• _BRIEF_
Reproduce every entry precisely as written.
====== STUDY MATERIAL ======
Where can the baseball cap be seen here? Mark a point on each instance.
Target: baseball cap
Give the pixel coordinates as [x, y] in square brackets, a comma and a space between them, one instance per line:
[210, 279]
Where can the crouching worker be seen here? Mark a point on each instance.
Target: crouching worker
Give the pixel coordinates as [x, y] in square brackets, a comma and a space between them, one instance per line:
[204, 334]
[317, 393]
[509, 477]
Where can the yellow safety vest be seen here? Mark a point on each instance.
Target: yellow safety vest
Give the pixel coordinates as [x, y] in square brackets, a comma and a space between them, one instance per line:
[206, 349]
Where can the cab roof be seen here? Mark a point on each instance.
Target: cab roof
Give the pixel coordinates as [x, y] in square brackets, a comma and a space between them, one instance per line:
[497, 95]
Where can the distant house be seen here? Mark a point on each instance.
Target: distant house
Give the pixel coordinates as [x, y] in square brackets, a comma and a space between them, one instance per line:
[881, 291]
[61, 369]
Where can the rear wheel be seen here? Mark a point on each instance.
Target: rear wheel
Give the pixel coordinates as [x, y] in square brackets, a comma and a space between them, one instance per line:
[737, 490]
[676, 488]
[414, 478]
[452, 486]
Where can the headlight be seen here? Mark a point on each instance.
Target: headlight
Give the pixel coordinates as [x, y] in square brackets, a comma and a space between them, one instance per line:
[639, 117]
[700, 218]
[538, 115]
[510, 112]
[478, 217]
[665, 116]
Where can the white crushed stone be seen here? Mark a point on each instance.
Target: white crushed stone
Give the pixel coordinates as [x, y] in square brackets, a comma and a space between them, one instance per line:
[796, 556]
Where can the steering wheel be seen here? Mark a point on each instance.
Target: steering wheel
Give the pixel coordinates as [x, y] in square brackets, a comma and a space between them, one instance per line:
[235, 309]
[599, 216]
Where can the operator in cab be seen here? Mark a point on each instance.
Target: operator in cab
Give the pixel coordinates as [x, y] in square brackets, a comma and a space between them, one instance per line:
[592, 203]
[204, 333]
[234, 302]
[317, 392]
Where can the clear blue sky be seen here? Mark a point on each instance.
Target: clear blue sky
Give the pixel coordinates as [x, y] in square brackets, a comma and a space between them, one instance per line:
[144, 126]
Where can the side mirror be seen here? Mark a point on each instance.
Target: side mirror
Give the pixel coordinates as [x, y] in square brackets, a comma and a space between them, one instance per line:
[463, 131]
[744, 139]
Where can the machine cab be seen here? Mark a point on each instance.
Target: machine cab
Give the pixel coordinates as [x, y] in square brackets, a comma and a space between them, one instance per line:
======
• _EXERCISE OUTPUT_
Where can the baseball cap be seen here? Mark a point on each instance.
Target: baseball cap
Give the pixel coordinates as [x, y] in square brackets, a comma and a space between them, one instance per line:
[210, 279]
Where can the crouching worker be seen here? Mark a point on each instance.
Target: crouching worker
Give the pixel coordinates as [x, y] in square brackets, a comma and a space between them, one instance per line:
[204, 334]
[317, 393]
[509, 477]
Where can the yellow safety vest be seen here? Mark a point on each instance.
Target: yellow safety vest
Give the pixel coordinates as [x, y] in square brackets, a comma and a space between them, one instance per line:
[206, 349]
Where can the cab roof be seen here? Mark a point on each instance.
Target: cab roof
Give the pixel coordinates as [x, y] in square brackets, a comma and a space between them, one instance per line:
[497, 95]
Where can the distant house be seen here? Mark a point on each instance.
Target: distant house
Give the pixel coordinates as [x, y] in square brackets, a comma and a space between them, one instance per line:
[881, 291]
[61, 369]
Where can the rear wheel be seen here? Mark a point on each instance.
Target: rear wheel
Give the pixel coordinates as [x, y] in square brackets, a comma and a space between them, one instance per line:
[737, 490]
[676, 488]
[414, 478]
[452, 486]
Where can the headlight be seen here? Mark a point on each instance.
Target: headlight
Give the pixel coordinates as [x, y] in square brackets, a comma and a space between them, one instance per line:
[639, 117]
[700, 218]
[538, 115]
[510, 112]
[478, 217]
[665, 116]
Where can the white crushed stone be seen here? Mark a point on each instance.
Target: white crushed stone
Give the pixel coordinates as [x, y] in square brackets, a comma and a space between them, one instance per line:
[796, 556]
Where can the steering wheel be seen here? Mark a point on each instance.
Target: steering wheel
Give the pixel coordinates as [x, y] in square brackets, a comma and a space between them, one instance per line:
[235, 309]
[599, 216]
Where can the operator in cab be seen here? Mark a point on each instance.
Target: operator in cab
Give the pixel coordinates as [x, y] in square brackets, a comma and a space between them, one instance per line:
[592, 203]
[204, 333]
[234, 302]
[317, 392]
Where can the clear blue sky be seen here? Mark a point on each instance.
Target: clear blue sky
Give the pixel coordinates as [x, y] in square brackets, a comma and a space between them, one instance per line:
[144, 126]
Where can the side mirror be seen here? Mark a point on each instance.
Target: side mirror
Give the pixel coordinates as [x, y] in square brackets, a comma and a space between them, one instance per line:
[463, 131]
[744, 139]
Where can the machine cab be seen here? Mark a point on each instance.
Target: machine cab
Give the pixel coordinates as [x, y] in square brackets, a comma and a space between them, one instance per line:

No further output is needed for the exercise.